| Written task a |
Turn the records, from their start up to and including the line that contains "box: [587, 340, 623, 364]", into a numbered list with blank lines dropped and the pictures left out.

| Document excerpt |
Git internal

 What is Git

Git is a stupid content tracker. That is probably the best description of it-don't think of it in a 'like (insert favorite SCM system), but...' context, but more like a really interesting file system.

Git tracks content - files and directories. At its heart, it is a collection of simple tools that implement a tree history storage and directory content management system. It is simply used as an SCM, not really designed as one.

"In many ways you can just see git as a filesystem - it's content-addressable, and it has a notion of versioning, but I really designed it coming at the problem from the viewpoint of a filesystem person (hey, kernels is what I do), and I actually have absolutely zero interest in creating a traditional SCM system." - Linus

When most SCMs store a new version of a project, they store the code delta or diff. When Git stores a new version of a project, it stores a new tree - a bunch of blobs of content and a collection of pointers that can be expanded back out into a full directory of files and subdirectories. If you want a diff between two versions, it doesn't add up all the deltas, it simply looks at the two trees and runs a new diff on them. 

This is what fundamentally allows the system to be easily distributed  - it doesn't have issues figuring out how to apply a complex series of deltas, it simply transfers all the directories and content that one user has and another does not have but is requesting. It is efficient about it - it only stores identical files and directories once and it can compress and transfer its content using delta-compressed packfiles - but in concept, it is a very simple beast. Git is at it's heart very stupid simple.

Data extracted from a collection
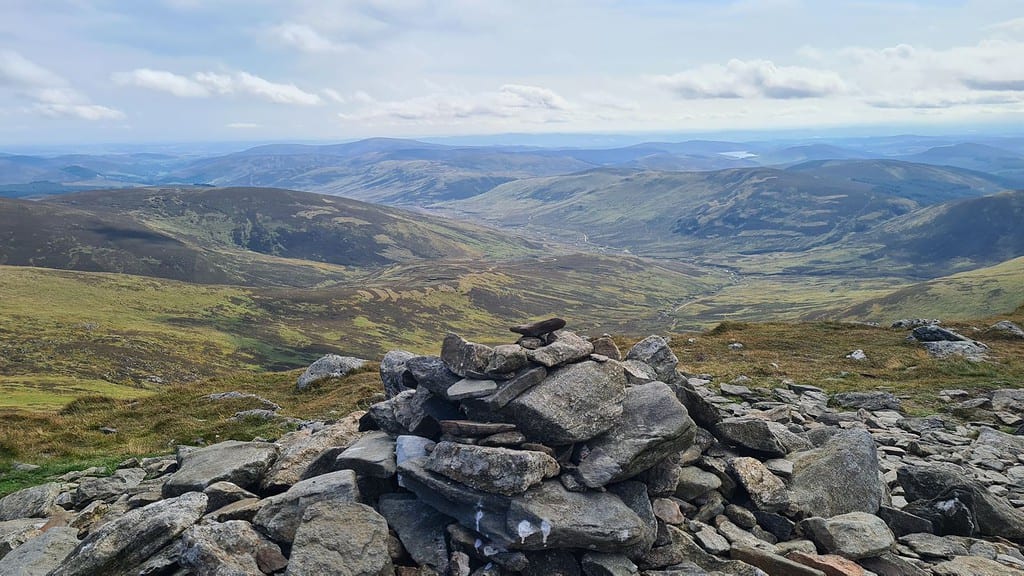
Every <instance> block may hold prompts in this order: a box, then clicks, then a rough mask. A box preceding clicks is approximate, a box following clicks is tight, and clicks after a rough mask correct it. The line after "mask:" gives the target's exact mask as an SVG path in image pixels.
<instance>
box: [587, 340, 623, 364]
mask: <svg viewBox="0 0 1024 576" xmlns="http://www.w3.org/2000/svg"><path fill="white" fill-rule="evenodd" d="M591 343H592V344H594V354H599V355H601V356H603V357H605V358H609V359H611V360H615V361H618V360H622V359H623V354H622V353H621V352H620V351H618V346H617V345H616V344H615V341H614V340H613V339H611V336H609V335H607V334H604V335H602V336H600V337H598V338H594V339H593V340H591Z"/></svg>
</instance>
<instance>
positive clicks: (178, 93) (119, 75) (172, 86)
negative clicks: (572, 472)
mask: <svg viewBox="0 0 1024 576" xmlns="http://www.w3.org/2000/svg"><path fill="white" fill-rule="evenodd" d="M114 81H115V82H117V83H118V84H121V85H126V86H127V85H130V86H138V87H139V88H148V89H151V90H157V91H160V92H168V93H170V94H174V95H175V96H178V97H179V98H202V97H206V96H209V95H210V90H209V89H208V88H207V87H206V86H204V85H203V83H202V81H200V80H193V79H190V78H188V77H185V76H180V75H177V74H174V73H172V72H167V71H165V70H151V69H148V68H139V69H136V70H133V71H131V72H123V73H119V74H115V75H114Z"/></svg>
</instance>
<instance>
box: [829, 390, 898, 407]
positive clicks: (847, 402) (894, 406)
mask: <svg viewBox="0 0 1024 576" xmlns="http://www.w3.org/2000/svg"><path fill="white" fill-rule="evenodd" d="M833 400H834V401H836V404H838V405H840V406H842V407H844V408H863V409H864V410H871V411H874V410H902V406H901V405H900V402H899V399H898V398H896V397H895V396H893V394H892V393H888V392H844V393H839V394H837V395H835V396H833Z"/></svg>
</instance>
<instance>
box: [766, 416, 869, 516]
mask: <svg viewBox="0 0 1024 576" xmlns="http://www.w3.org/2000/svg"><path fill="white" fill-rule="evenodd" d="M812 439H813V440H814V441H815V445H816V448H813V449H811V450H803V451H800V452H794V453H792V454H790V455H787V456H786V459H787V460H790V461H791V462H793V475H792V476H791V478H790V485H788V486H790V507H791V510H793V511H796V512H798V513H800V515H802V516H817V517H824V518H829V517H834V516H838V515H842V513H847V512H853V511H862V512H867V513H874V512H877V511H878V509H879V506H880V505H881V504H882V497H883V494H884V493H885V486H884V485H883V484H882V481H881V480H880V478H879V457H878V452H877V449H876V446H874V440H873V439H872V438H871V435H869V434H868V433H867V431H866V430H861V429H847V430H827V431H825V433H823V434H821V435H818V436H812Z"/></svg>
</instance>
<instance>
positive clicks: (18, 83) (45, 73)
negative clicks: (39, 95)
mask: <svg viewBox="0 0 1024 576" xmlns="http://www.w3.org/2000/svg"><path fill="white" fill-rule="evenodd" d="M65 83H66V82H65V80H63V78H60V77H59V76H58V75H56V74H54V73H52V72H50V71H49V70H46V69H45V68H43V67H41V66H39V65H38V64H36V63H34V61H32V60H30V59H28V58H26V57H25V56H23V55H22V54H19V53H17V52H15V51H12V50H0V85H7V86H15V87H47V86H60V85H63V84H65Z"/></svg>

| Written task b |
Go on with the piece on Git internals from the point where it stops.

| Response area a |
1. Every <instance> block may hold prompts in this order: a box, then clicks, then a rough mask. A box preceding clicks is approximate, a box following clicks is tight, and clicks after a rough mask correct it. The line after "mask:" gives the target's exact mask as an SVG path in image pixels.
2. <instance>
3. box: [587, 340, 623, 364]

| Response area b |
A Toolkit Design

Git is not really a single binary, but a collection of dozens of small specialized programs which is sometimes annoying to people trying to learn Git, but is pretty cool when you want to do anything non-standard with it. Git is less a program and more a toolkit that can be combined and chained to do new and interesting things.

The tools can be more or less divided into two major camps, often referred to as porcelain and plumbing. The plumbing is not really meant to be used by people on the command line, but rather to do simple things flexibly and are combined by programs and scripts into porcelain programs. 

Git Object Types

Git objects are the actual data of Git, the main thing that the repository is made up of. There are four main object types in Git. The first three are the most important to really understand the main functions of Git.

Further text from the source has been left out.